= SELECTED EXTRACT =
— begin —

This tutorial is based on this AWS tutorial. In this tutorial, we will install Nvidia driver on AWS EC2 instance and compile and run llama.cpp on it.
Here we use g5.4xlarge
instance with Ubuntu 22.04 AMI, which use Nvidia A10G GPU.
First, we need to update the package list and install the latest kernel update.
sudo apt-get update -y
sudo apt-get upgrade -y linux-aws
sudo reboot
Rebuild the grub configuration:
sudo apt-get install -y gcc make linux-headers-$(uname -r)
cat << EOF | sudo tee --append /etc/modprobe.d/blacklist.conf
blacklist vga16fb
blacklist nouveau
blacklist rivafb
blacklist nvidiafb
blacklist rivatv
EOF
sudo sed -i 's/GRUB_CMDLINE_LINUX=""/GRUB_CMDLINE_LINUX="rdblacklist=nouveau"/' /etc/default/grub
sudo update-grub
Download Nvidia driver from AWS S3
sudo apt install awscli
aws configure
aws s3 cp --recursive s3://ec2-linux-nvidia-drivers/latest/ .

— end —

= TASKS TO PERFORM =
(a) Retype the part of the tutorial that opens with the words containing "First, we need" and closes with "make linux-headers-$(uname -r)".
(b) Repeat the lines of the entries from the line containing "Mark the region of each instance of the black" through the end of the entries, both ends included.
The entries below the tutorial are unrelated to it.

= RAW RECORDS =

— begin —

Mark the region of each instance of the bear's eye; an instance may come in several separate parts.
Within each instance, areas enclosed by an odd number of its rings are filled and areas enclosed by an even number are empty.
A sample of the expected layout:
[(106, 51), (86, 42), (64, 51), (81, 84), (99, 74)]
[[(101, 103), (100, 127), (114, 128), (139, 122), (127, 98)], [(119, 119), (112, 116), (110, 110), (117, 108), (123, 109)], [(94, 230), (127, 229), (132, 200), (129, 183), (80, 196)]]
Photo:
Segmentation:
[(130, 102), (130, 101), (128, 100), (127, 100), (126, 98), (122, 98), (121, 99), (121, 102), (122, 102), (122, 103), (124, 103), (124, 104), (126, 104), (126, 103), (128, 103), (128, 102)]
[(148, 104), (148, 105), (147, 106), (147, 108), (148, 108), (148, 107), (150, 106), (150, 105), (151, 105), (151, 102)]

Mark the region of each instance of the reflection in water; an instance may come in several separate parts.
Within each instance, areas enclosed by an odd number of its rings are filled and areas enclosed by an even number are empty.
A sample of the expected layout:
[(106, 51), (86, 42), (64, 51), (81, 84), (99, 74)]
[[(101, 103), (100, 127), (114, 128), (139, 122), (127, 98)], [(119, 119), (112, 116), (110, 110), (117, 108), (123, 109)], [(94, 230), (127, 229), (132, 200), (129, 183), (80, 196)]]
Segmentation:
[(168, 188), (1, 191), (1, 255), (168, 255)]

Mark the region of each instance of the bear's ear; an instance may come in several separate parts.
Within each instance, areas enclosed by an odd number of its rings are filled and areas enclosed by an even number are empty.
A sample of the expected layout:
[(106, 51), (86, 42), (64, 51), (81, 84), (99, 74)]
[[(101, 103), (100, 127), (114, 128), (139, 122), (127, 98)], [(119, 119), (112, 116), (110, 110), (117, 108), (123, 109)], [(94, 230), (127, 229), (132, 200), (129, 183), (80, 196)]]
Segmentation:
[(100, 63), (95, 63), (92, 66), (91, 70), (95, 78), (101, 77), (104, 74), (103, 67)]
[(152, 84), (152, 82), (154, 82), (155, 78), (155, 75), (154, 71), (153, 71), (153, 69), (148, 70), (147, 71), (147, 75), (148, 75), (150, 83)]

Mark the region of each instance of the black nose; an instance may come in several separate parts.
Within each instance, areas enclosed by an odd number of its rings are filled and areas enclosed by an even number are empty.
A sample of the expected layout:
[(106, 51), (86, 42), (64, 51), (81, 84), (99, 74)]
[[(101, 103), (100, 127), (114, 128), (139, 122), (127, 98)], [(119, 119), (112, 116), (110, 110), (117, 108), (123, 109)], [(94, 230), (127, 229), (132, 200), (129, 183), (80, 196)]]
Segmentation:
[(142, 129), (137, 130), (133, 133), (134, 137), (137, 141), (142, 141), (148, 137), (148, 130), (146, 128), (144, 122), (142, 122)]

— end —

= SOLUTIONS FOR EACH TASK =
(a)
First, we need to update the package list and install the latest kernel update.
sudo apt-get update -y
sudo apt-get upgrade -y linux-aws
sudo reboot
Rebuild the grub configuration:
sudo apt-get install -y gcc make linux-headers-$(uname -r)

(b)
Mark the region of each instance of the black nose; an instance may come in several separate parts.
Within each instance, areas enclosed by an odd number of its rings are filled and areas enclosed by an even number are empty.
A sample of the expected layout:
[(106, 51), (86, 42), (64, 51), (81, 84), (99, 74)]
[[(101, 103), (100, 127), (114, 128), (139, 122), (127, 98)], [(119, 119), (112, 116), (110, 110), (117, 108), (123, 109)], [(94, 230), (127, 229), (132, 200), (129, 183), (80, 196)]]
Segmentation:
[(142, 129), (137, 130), (133, 133), (134, 137), (137, 141), (142, 141), (148, 137), (148, 130), (146, 128), (144, 122), (142, 122)]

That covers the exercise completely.